Passage given -
-- start --
It's International Women's Day!
Never one to pass up an opportunity, I have to write about today. I've decided to jot down a few of the reasons why I'M glad to be a woman, as opposed to writing about all the women who've made contributions to society (as that has already been well documented).
Random thoughts... I can make neon green satin PJ's look sexy; I can answer the door in my underwear & noone looks away in disgust telling me to go put some clothes on; thongs look GOOD on me; I can wear pink & nobody thinks I'm gay as a result; I can flirt when I'm drinking and noone thinks it's creepy; I can talk shop/cars all day & the opposite sex is (generally) fascinated; people help me shovel; I ALWAYS have someone to spot me in the gym; I can MAKE people (before my guy friends protest, THINK ABOUT IT - yes, we appreciate your help, but you don't do that much compared to us); I have a higher pain tolerance; my kisses make any wound better; I don't find it weird if one of my friends calls me crying at 4am; I can admit to liking any movie without shame; my clothes match; I can cry (though I only tend to cry when I'm really, really happy); noone finds it weird when I decide to stay in for an ice cream/movie night instead of hitting the bar; I can dance to fast music; I can be a constant contradiction & noone questions it - feminine & masculine, fragile yet strong; I don't look like a partially decorated Xmas tree; I don't dump people via e-mail (meaning I'm not a pansy assed b*#ch); I don't cheat - I don't need to 'prove' anything; I cuddle for the sake of cuddling; I can make flannel & fleece look good (if you doubt this, you've never been stuck in a cabin with me); I don't have to worry about 'cougars'
On another note, I have to send kudos out to my inspirations & influences... My Mom, My Nan, Lynda Carter, Bettie Page, Bif Naked, & last (but not least) my very good chickie friends (including family) - I love every last one of you & wouldn't trade you for anything.
-- end --
Recorded information -
-- start --
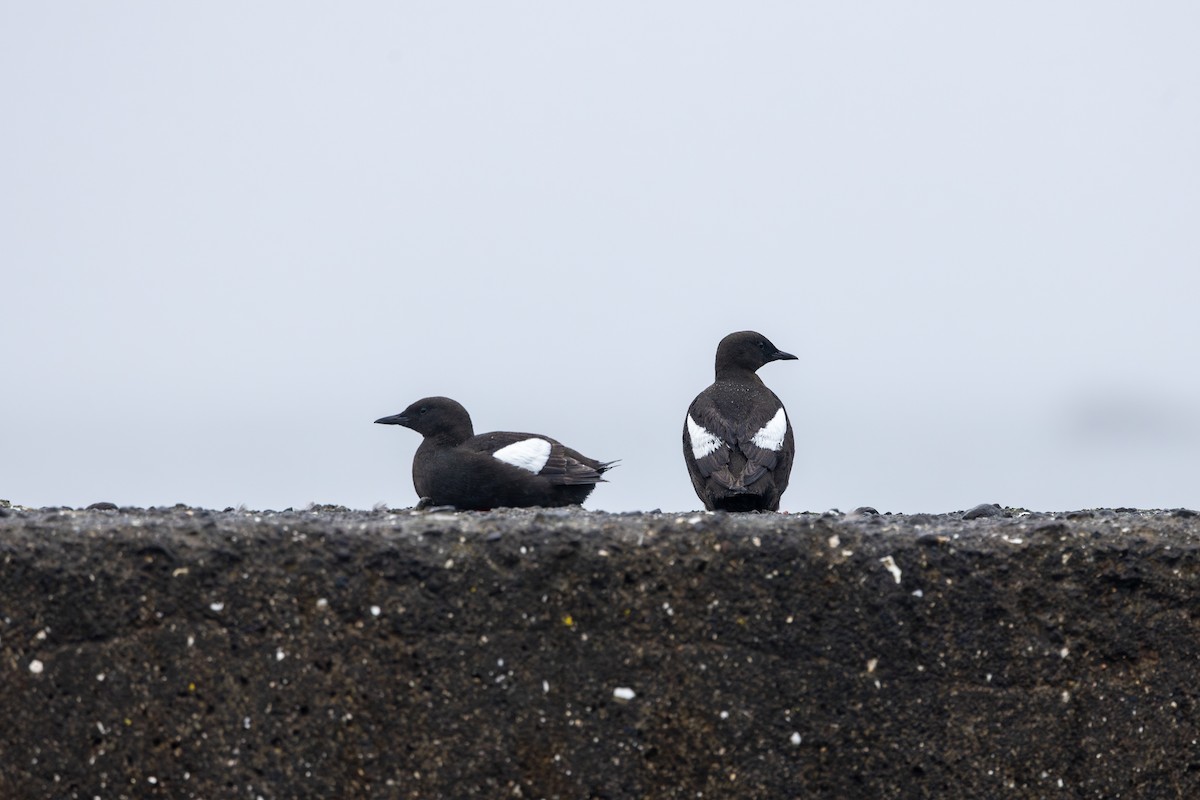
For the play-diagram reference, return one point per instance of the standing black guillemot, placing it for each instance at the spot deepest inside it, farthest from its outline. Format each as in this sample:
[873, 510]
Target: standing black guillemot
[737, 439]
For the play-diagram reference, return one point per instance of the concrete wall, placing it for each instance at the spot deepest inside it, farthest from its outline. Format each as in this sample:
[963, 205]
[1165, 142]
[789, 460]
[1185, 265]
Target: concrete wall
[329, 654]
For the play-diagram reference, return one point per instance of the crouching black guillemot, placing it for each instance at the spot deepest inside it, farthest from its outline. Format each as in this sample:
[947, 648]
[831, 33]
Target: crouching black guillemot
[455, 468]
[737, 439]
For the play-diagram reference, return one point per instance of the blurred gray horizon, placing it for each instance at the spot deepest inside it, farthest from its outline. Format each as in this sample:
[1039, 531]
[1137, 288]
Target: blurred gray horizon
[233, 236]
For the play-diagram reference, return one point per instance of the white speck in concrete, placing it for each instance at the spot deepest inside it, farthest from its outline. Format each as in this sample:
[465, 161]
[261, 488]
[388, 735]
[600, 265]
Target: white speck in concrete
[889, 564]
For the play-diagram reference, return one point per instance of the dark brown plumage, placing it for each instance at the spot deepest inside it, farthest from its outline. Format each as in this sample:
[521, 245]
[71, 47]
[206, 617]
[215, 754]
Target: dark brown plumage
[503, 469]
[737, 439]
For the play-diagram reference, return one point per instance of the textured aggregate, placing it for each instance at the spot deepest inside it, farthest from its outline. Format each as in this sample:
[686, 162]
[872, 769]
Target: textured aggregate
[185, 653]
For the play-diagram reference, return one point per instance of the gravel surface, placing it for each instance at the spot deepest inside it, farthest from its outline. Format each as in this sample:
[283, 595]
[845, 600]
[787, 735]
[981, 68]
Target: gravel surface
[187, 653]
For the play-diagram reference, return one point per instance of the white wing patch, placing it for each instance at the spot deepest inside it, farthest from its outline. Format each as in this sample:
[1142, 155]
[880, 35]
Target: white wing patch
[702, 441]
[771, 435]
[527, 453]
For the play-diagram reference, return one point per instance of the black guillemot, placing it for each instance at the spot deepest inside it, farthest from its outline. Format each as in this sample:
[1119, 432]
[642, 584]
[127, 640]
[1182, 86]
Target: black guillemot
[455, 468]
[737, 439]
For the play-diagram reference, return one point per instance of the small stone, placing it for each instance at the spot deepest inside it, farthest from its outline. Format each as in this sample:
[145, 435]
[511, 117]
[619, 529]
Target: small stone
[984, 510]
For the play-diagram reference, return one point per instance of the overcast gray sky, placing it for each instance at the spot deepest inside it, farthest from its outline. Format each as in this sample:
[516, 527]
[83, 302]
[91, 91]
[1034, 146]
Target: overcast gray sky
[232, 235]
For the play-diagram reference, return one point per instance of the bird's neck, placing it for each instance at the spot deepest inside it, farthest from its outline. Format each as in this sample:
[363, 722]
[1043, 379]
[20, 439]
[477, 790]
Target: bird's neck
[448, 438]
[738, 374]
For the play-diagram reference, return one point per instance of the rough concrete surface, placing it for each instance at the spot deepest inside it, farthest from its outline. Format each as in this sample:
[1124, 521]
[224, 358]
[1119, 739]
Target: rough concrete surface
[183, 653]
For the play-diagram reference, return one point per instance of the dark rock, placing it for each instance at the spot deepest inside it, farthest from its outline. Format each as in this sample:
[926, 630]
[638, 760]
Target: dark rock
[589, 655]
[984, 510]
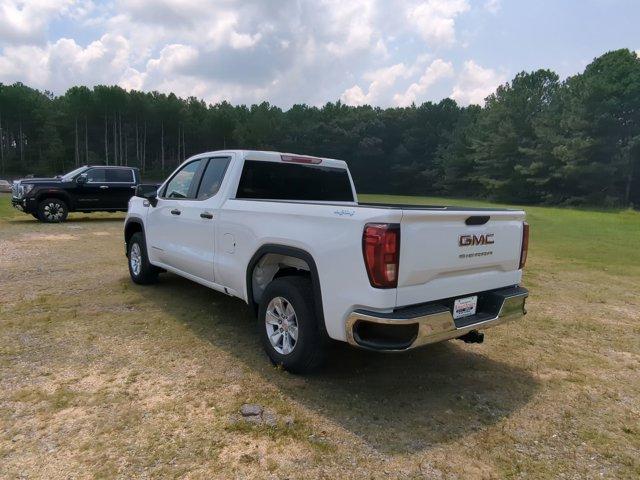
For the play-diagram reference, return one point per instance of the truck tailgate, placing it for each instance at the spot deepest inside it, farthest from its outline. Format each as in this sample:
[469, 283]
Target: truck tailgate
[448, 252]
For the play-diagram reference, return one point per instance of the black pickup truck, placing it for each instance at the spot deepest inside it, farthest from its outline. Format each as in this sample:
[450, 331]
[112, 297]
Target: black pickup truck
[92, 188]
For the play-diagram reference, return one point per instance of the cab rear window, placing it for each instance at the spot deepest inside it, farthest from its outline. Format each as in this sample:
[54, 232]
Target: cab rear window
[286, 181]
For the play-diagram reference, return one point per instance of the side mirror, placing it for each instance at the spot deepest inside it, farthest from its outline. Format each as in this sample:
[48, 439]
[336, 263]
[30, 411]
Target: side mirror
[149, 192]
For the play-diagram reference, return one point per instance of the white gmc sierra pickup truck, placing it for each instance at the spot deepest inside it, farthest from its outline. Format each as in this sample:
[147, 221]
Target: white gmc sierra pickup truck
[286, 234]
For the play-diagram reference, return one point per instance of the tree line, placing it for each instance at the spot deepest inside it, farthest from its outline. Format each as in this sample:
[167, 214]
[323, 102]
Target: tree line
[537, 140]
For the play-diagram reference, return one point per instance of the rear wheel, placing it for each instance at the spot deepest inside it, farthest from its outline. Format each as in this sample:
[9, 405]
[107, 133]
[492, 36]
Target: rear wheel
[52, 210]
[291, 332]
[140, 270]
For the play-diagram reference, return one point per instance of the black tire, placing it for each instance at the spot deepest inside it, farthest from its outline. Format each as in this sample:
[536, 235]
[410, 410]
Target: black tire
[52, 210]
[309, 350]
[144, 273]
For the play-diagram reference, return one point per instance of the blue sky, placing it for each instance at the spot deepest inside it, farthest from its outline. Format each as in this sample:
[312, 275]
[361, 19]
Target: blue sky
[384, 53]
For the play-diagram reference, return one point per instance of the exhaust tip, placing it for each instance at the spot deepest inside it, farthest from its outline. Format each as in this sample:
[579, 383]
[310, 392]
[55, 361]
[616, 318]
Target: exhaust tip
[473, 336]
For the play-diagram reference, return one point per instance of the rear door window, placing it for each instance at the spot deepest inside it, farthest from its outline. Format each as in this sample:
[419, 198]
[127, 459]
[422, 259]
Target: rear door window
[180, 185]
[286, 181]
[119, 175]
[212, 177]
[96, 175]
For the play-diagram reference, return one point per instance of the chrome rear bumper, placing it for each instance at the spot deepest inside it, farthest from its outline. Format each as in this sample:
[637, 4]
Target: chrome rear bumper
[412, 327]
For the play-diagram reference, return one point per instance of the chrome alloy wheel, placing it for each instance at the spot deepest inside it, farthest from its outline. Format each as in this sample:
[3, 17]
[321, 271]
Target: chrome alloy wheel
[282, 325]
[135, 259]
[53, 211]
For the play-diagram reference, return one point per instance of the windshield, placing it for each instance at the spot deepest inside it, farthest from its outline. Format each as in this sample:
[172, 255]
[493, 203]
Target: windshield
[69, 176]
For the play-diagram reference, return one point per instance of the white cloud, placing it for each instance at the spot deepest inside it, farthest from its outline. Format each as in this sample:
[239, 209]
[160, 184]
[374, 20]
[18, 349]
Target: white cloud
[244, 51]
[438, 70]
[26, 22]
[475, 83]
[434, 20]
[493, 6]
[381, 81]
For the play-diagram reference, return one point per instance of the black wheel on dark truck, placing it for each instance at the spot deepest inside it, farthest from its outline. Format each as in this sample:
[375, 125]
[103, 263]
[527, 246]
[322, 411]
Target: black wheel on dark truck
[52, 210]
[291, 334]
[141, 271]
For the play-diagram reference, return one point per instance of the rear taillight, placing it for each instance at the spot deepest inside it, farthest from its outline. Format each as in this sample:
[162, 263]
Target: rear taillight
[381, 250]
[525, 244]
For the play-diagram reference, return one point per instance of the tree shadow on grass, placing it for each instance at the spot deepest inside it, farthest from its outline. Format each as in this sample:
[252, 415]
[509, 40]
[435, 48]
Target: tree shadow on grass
-- end --
Aim A - From the International Women's Day post, list every inspiration and influence the writer sends kudos to.
Aim B -
Answer these questions using the International Women's Day post:
(i) What does the writer choose to write down instead of writing about women who've made contributions to society?
(ii) When does the writer say they tend to cry?
(iii) Where would someone have to have been stuck with the writer to stop doubting that the writer can make flannel and fleece look good?

Full answer A -
My Mom
My Nan
Lynda Carter
Bettie Page
Bif Naked
The writer's very good chickie friends (including family)

Full answer B -
(i) A few of the reasons why the writer is glad to be a woman.
(ii) Only when they're really, really happy.
(iii) In a cabin.